### [YOUR OBJECTIVE]
Repeat, line for line, the entries printed below.

Entries from a pointing dataset
######

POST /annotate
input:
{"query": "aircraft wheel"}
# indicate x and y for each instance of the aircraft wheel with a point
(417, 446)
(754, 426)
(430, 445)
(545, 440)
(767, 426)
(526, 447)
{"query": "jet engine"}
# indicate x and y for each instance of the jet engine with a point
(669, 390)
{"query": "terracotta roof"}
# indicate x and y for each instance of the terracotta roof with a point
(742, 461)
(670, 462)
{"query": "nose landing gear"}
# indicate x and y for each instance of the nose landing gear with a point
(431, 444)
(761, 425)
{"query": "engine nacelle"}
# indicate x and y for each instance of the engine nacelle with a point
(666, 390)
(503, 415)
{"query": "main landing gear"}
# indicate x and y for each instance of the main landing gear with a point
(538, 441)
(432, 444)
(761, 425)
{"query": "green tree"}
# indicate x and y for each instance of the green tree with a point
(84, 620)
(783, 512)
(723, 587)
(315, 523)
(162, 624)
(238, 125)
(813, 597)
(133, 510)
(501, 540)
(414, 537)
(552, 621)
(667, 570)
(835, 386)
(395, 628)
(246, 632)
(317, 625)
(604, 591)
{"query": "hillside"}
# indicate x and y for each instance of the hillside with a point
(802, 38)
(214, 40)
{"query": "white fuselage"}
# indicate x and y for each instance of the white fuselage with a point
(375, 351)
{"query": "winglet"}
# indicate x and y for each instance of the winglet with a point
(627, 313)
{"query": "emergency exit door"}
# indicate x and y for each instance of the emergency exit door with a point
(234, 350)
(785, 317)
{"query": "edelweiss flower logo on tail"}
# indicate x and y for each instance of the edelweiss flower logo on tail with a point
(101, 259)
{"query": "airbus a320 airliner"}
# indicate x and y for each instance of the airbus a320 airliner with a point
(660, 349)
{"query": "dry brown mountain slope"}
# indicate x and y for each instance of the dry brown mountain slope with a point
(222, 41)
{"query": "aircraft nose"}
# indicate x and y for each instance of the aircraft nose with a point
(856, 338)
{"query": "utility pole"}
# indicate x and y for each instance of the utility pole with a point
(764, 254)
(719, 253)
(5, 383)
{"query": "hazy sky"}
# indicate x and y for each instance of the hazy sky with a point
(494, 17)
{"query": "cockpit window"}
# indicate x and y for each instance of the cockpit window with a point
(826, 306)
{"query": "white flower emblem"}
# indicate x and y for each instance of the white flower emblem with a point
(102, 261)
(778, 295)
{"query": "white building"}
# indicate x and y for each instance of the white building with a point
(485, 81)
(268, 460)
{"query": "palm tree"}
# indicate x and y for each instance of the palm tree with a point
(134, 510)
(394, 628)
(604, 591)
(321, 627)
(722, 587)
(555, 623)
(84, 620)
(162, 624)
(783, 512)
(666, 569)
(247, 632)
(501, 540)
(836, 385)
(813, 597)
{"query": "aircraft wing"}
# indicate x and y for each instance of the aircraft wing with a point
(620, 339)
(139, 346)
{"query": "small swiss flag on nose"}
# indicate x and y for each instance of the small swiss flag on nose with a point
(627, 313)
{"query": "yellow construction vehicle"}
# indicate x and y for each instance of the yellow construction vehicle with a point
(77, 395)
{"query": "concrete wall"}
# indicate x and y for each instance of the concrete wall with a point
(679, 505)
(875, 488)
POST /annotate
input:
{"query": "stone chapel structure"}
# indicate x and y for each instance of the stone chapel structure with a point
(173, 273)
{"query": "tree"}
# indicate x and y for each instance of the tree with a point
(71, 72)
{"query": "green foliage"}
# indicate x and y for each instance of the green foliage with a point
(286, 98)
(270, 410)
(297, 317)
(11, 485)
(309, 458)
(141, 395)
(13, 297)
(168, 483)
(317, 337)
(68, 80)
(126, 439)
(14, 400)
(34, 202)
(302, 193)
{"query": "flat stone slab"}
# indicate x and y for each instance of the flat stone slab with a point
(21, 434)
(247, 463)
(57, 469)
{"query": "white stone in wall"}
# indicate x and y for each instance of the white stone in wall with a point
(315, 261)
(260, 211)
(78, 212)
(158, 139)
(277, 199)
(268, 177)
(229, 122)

######

### [SOLUTION TO THE PROBLEM]
POST /annotate
input:
{"query": "aircraft wheel"}
# indicate x and y for each instance of the aircraft wheel with a point
(417, 446)
(754, 426)
(430, 445)
(545, 440)
(767, 426)
(526, 447)
{"query": "jet engine"}
# indicate x and y for each instance of the jet engine with a point
(669, 390)
{"query": "terracotta roof"}
# indicate x and y for each instance of the terracotta roof with a point
(742, 461)
(670, 462)
{"query": "nose landing gear"}
# indicate x and y for each instance of the nose landing gear with a point
(431, 444)
(761, 425)
{"query": "engine nacelle"}
# indicate x and y for each instance of the engine nacelle with a point
(666, 390)
(503, 415)
{"query": "main landing gear"}
# indicate x and y for each instance of the main landing gear with a point
(538, 441)
(432, 444)
(761, 425)
{"query": "green tree"}
# indicate x and y for each instance of the green tree with a point
(84, 620)
(783, 512)
(723, 587)
(315, 523)
(162, 624)
(238, 125)
(813, 597)
(133, 510)
(501, 540)
(414, 537)
(552, 621)
(667, 570)
(835, 386)
(395, 628)
(246, 632)
(317, 625)
(604, 591)
{"query": "hillside"}
# indicate x and y for each instance of the hillside with a point
(802, 38)
(214, 40)
{"query": "white fuselage"}
# indicate x and y for each instance of the white fuselage with a point
(375, 351)
{"query": "winglet"}
# indicate x and y for each instance of the winglet with a point
(627, 313)
{"query": "emergency exit door"}
# indicate x and y for each instance of the emergency exit door with a point
(234, 350)
(785, 317)
{"query": "edelweiss flower logo on tail"}
# indicate x and y for each instance of the edelweiss flower logo on tail with a point
(101, 259)
{"query": "airbus a320 airliner"}
# indicate x and y for each instance of the airbus a320 airliner with a point
(660, 349)
{"query": "dry brown mountain slope"}
# indicate x and y for each instance of the dry brown mountain slope with a point
(222, 41)
{"query": "aircraft nose"}
# indicate x and y for each instance of the aircraft nose with a point
(856, 338)
{"query": "utility pole"}
# indicate x and y for each instance of the utility pole with a point
(764, 254)
(719, 253)
(5, 383)
{"query": "hazy sky"}
# indicate x and y for each instance of the hazy sky with a point
(494, 17)
{"query": "cockpit window"}
# indicate x and y for each instance of the cockpit window with a point
(826, 306)
{"query": "white flower emblem"}
# indicate x and y for each instance of the white flower emblem with a point
(102, 261)
(778, 295)
{"query": "white building"}
# indicate x and y for each instance of the white building with a point
(485, 81)
(268, 460)
{"query": "palm tree"}
# indicate x and y for each instance of the palm tree with a point
(134, 510)
(394, 628)
(604, 591)
(321, 627)
(722, 587)
(555, 623)
(84, 620)
(162, 624)
(783, 512)
(666, 569)
(247, 632)
(501, 540)
(836, 385)
(813, 597)
{"query": "aircraft wing"}
# indicate x and y for each instance of the aircraft wing with a point
(620, 339)
(139, 346)
{"query": "small swiss flag on nose"}
# indicate x and y for each instance of the small swiss flag on nose with a point
(627, 313)
{"query": "yellow construction vehicle"}
# indicate x and y for each instance of the yellow construction vehicle with a point
(77, 395)
{"query": "concrete wall"}
# indicate x and y for each instance of the concrete wall with a point
(679, 505)
(875, 488)
POST /annotate
input:
{"query": "stone chapel structure"}
# indicate x and y for each instance of the stone chapel structure with a point
(173, 273)
{"query": "tree"}
# indicate x and y for each instance of the tree with a point
(71, 72)
{"query": "green foliage"}
# indicate x and y for each instance of the green foliage with a point
(286, 98)
(270, 410)
(297, 317)
(11, 485)
(309, 458)
(141, 395)
(13, 297)
(168, 483)
(317, 337)
(68, 80)
(126, 439)
(14, 400)
(34, 202)
(302, 193)
{"query": "flat stone slab"}
# indicate x and y for each instance of the flat stone slab with a point
(21, 434)
(247, 463)
(57, 469)
{"query": "white stone in wall"}
# indicate x and y for each instance of the white stone in wall with a point
(315, 261)
(260, 211)
(78, 212)
(158, 139)
(277, 199)
(268, 177)
(229, 122)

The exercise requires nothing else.